■ **Task material**:
◆ ◆ ◆
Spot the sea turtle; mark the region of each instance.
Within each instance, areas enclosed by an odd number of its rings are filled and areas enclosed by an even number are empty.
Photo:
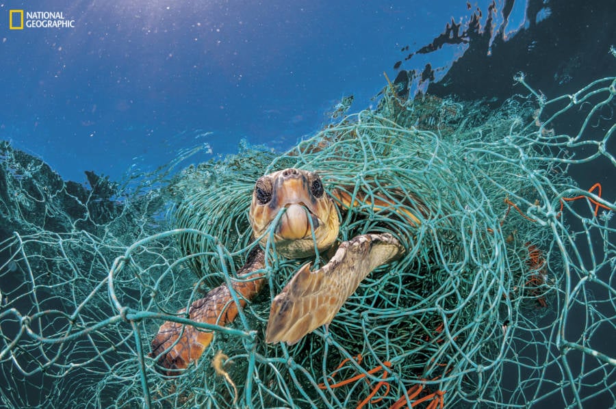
◆ ◆ ◆
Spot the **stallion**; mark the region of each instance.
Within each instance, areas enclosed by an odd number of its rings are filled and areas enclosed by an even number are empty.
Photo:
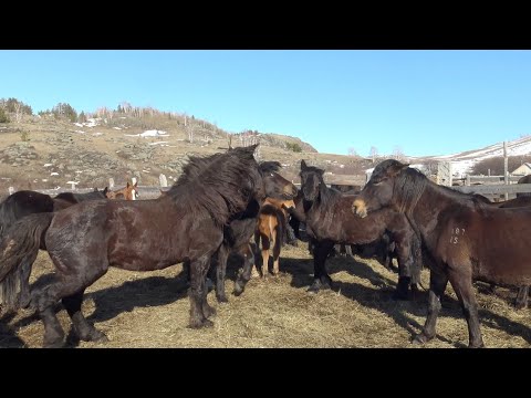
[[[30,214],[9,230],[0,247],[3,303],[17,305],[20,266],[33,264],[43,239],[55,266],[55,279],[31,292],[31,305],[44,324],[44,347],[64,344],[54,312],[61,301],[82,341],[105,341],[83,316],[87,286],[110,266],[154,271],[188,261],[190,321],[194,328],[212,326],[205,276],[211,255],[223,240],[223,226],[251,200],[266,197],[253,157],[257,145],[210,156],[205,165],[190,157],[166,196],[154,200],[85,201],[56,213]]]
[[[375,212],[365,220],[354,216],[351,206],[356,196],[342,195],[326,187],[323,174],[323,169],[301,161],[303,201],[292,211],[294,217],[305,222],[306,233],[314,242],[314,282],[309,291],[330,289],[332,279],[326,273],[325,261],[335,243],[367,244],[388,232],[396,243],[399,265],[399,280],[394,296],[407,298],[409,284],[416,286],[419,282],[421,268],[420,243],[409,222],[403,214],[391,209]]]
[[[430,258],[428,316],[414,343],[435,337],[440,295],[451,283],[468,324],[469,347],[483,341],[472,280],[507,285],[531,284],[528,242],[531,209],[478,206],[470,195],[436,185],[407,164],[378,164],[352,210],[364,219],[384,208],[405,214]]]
◆ ◆ ◆
■ **Stated problem**: How many lines in the records above contain the word "each"? Case matters. Give only the number.

■ **Expected output**: 4